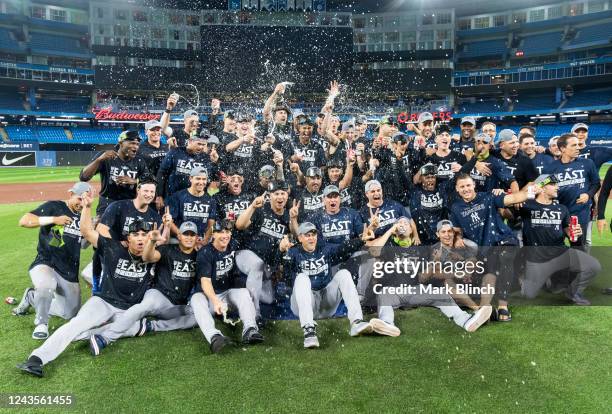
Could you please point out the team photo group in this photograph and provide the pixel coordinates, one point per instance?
(220, 220)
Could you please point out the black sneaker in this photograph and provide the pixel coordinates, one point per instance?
(310, 337)
(32, 368)
(218, 343)
(252, 336)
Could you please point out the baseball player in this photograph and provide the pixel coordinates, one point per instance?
(195, 205)
(126, 280)
(54, 272)
(316, 291)
(175, 274)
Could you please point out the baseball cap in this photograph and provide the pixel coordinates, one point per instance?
(372, 184)
(400, 137)
(347, 125)
(468, 120)
(188, 226)
(387, 120)
(361, 119)
(313, 172)
(139, 225)
(79, 188)
(306, 227)
(278, 185)
(152, 124)
(544, 179)
(550, 141)
(267, 171)
(579, 125)
(425, 116)
(223, 224)
(233, 170)
(331, 189)
(188, 113)
(304, 120)
(505, 135)
(197, 171)
(443, 223)
(483, 137)
(129, 135)
(442, 128)
(428, 169)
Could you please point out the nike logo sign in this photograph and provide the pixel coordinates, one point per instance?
(6, 161)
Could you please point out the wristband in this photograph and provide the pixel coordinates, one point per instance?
(45, 220)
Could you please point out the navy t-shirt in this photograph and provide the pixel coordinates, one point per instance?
(175, 273)
(388, 213)
(340, 227)
(318, 264)
(268, 229)
(543, 226)
(59, 247)
(480, 220)
(219, 266)
(575, 178)
(427, 208)
(184, 206)
(126, 277)
(120, 214)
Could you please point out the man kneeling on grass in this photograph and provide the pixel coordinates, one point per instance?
(401, 287)
(316, 292)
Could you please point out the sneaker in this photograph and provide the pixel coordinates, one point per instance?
(578, 299)
(145, 327)
(24, 303)
(252, 336)
(96, 344)
(384, 328)
(31, 367)
(479, 318)
(310, 337)
(360, 327)
(41, 332)
(218, 343)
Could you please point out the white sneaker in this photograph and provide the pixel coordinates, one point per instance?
(384, 328)
(360, 327)
(480, 317)
(40, 332)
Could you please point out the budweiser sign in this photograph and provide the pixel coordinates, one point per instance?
(107, 113)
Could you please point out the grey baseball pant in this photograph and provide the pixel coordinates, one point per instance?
(53, 295)
(93, 313)
(259, 286)
(154, 303)
(444, 302)
(310, 304)
(200, 312)
(576, 261)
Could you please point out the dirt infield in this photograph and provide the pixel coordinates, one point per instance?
(21, 193)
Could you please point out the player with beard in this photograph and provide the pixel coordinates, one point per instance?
(176, 167)
(55, 270)
(119, 170)
(448, 162)
(475, 217)
(268, 223)
(428, 202)
(527, 145)
(578, 182)
(466, 142)
(344, 182)
(194, 205)
(546, 223)
(127, 279)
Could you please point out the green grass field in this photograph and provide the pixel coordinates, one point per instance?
(548, 359)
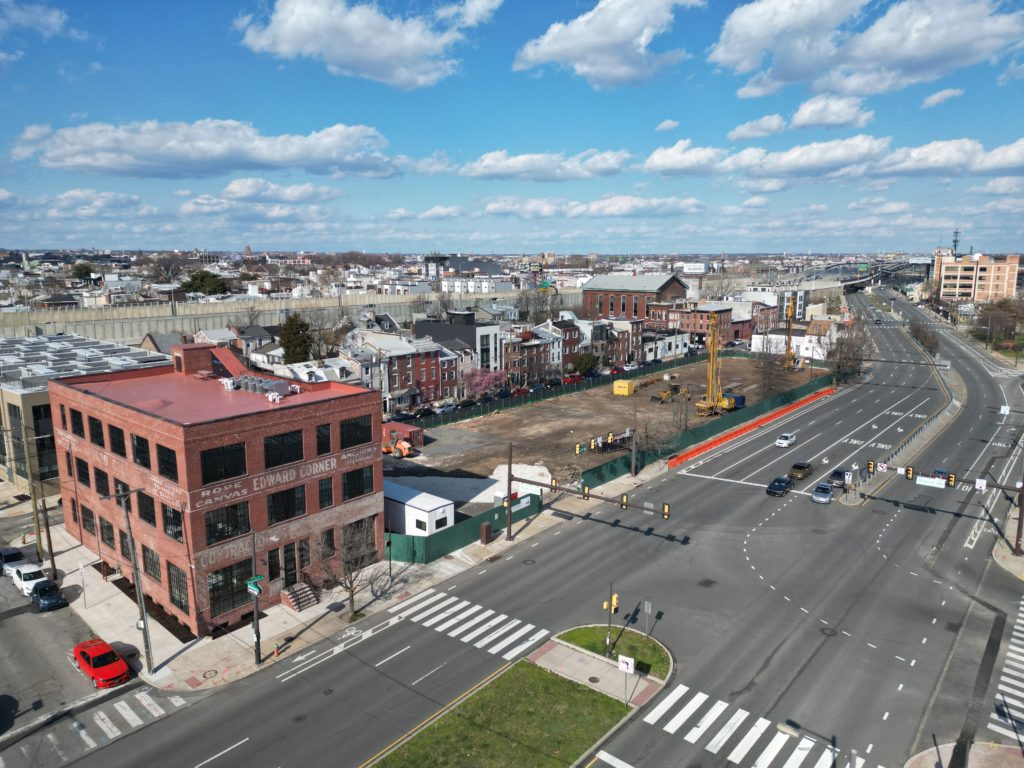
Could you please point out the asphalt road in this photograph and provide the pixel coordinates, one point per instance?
(875, 627)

_Challenge_
Skip the pictures and print each record exactly as it stands.

_Exercise result_
Could you please point out the team photo group in this photograph and provide the pixel coordinates, one point per instance?
(220, 220)
Could you please point out the black sneaker in this photograph and provide the pixel coordinates, one point per instance?
(310, 337)
(32, 368)
(218, 343)
(252, 336)
Could you please point out the baseball player in this photograph and provide the pixel coordinates, one point per instance?
(195, 205)
(126, 280)
(54, 272)
(316, 291)
(175, 274)
Could you please point out the baseball cap in this photograph and provide the pixel coordinates, one point per instance?
(372, 184)
(400, 137)
(347, 125)
(468, 120)
(188, 226)
(387, 120)
(361, 119)
(313, 172)
(139, 225)
(79, 188)
(306, 227)
(278, 185)
(152, 124)
(544, 179)
(550, 141)
(267, 171)
(579, 125)
(425, 116)
(223, 224)
(233, 170)
(331, 189)
(188, 113)
(304, 120)
(505, 135)
(197, 171)
(443, 223)
(483, 137)
(129, 135)
(442, 128)
(428, 169)
Could you please point out the nike logo sign in this photograph and provide the pixel coordinates, one point per instance?
(6, 161)
Could you please point out the wristband in this photograph and provide the pixel coordinates, one point per instance?
(45, 220)
Could you please point out the navy t-shirt in this photograph and provide the pixel coordinates, one point per instance?
(175, 273)
(388, 213)
(340, 227)
(318, 264)
(268, 229)
(543, 226)
(59, 247)
(480, 220)
(219, 266)
(575, 178)
(427, 208)
(184, 206)
(126, 277)
(120, 214)
Could you please point out the man kneeling on grass in this photograph and provide the pixel coordinates, one point per instance?
(401, 287)
(316, 292)
Could you please point out the sneaker in this photograph and provide the pixel coordinates, one point per instance?
(578, 299)
(145, 327)
(24, 303)
(252, 336)
(96, 344)
(384, 328)
(31, 367)
(479, 318)
(310, 337)
(360, 327)
(41, 332)
(218, 343)
Could you please point out the white sneaker in this photograph and provide the pixel coordinates, one point per instance?
(384, 328)
(360, 327)
(480, 317)
(40, 332)
Could you please point out the budweiser sign in this photograph and provide the pixel coordinates, one point per instance?
(107, 113)
Could you please point out the grey baseball pant in this photograph and provide the pixel coordinates, one point per instance?
(53, 295)
(93, 313)
(259, 286)
(154, 303)
(444, 302)
(310, 304)
(200, 312)
(576, 261)
Could you please point out the dirt infield in this photograph and provide the pixel coordinates, one point per instance?
(21, 193)
Could you please point out the player with beard in this photograph and provide the pixel coordinates, one point per instance?
(176, 167)
(55, 270)
(119, 170)
(448, 162)
(475, 217)
(268, 223)
(428, 202)
(527, 145)
(578, 182)
(466, 142)
(344, 182)
(194, 205)
(546, 223)
(127, 279)
Could you please point out the green grass field in this photograph and provide the pixel coordinates, one point per instance?
(548, 359)
Could you please point out the asphalt road in this photograph and provide the pixel coordinates, one point per instance?
(875, 627)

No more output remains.